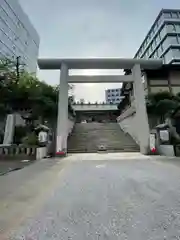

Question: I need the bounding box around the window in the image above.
[162,38,169,50]
[164,49,173,64]
[175,24,180,33]
[160,44,164,52]
[157,46,162,57]
[154,23,158,32]
[168,36,178,44]
[164,12,171,18]
[149,43,153,54]
[157,33,161,42]
[154,36,159,46]
[167,24,176,33]
[160,27,166,39]
[154,51,159,58]
[146,48,149,57]
[152,41,156,50]
[172,12,179,18]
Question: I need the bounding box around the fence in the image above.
[0,146,47,160]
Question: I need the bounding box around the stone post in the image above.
[56,63,68,156]
[132,64,150,154]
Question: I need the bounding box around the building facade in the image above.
[0,0,40,73]
[105,88,121,104]
[135,9,180,64]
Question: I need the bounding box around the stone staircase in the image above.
[68,122,139,153]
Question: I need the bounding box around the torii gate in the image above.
[38,58,163,154]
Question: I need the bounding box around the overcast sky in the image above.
[19,0,180,101]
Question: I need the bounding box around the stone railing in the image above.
[0,145,47,160]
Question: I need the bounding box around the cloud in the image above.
[20,0,179,101]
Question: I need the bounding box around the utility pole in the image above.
[16,56,21,82]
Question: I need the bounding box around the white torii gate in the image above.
[38,58,162,154]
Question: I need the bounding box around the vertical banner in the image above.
[56,136,62,152]
[150,133,156,153]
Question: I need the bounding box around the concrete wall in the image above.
[117,107,139,144]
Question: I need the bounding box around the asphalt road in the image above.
[0,155,180,240]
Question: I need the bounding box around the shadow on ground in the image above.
[0,160,35,176]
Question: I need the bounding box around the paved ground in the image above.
[0,154,180,240]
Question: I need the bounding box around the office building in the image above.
[0,0,40,72]
[135,9,180,64]
[105,88,121,104]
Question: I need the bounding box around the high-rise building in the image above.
[135,9,180,64]
[105,88,122,104]
[0,0,40,72]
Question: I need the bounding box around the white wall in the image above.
[117,107,139,144]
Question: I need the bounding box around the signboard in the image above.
[159,130,169,142]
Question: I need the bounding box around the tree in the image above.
[0,57,73,122]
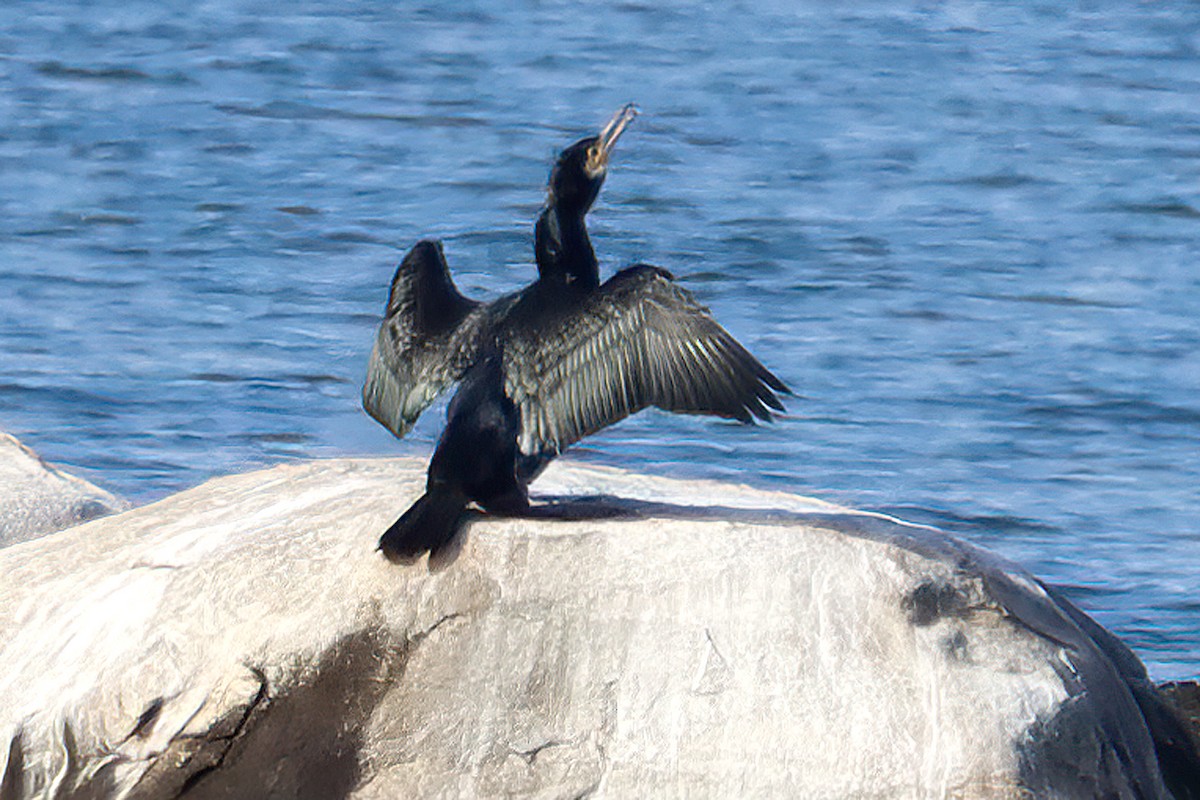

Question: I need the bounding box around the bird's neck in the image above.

******************************

TASK REQUIREMENTS>
Copy out every item above word for word, without the pictures.

TASK SOLUTION>
Question: I need the bounding box around the window in the image above.
[162,38,169,50]
[164,49,173,64]
[175,24,180,33]
[160,44,164,52]
[157,46,162,57]
[154,23,158,32]
[168,36,178,44]
[164,12,171,18]
[149,43,153,54]
[157,33,161,42]
[154,36,159,46]
[167,24,176,33]
[160,27,166,39]
[154,51,159,58]
[146,48,149,57]
[152,41,156,50]
[172,12,179,18]
Question: I need the bounding box around the fence in the image above.
[0,146,47,160]
Question: I need the bounding box around the stone post in the image above.
[56,63,68,156]
[132,64,150,154]
Question: I need the bounding box around the building facade in the image above.
[0,0,40,73]
[105,88,121,104]
[135,9,180,64]
Question: I need the bounding box around the stone staircase in the image above.
[68,122,139,153]
Question: I need the bounding box around the torii gate in the image above.
[38,58,163,154]
Question: I need the bounding box around the overcast sky in the image above.
[19,0,180,101]
Question: I need the bounding box around the stone railing in the image above.
[0,145,47,160]
Question: I need the bounding box around the cloud in the image above.
[20,0,179,101]
Question: I need the bounding box around the utility pole in the image above.
[16,56,21,82]
Question: I need the bounding box around the white torii gate in the image above.
[38,58,162,154]
Question: I need the bounding box around the vertical banner in the image above.
[56,136,62,152]
[150,133,156,153]
Question: I need the bounding box around the concrete wall in the image above.
[117,107,139,144]
Question: I need the bounding box around the asphalt road in the image above.
[0,155,180,240]
Question: I need the bounding box around the shadow on ground in the image above.
[0,160,35,176]
Question: I need the bounding box around the paved ground in the image above.
[0,154,180,240]
Question: I need the bounding box around the office building in the image above.
[0,0,40,72]
[135,9,180,64]
[105,88,121,104]
Question: I need the bounding box around the high-rise building in the image above.
[135,9,180,64]
[105,88,122,104]
[0,0,40,72]
Question: I need the bounding box around the white wall in the image above.
[117,107,139,144]
Question: I need the bounding box around the signboard in the image above.
[159,130,169,142]
Question: I need the bounding box around the tree in the image above.
[0,57,73,122]

Question: I need the bounding box around the bird's neck in the image above.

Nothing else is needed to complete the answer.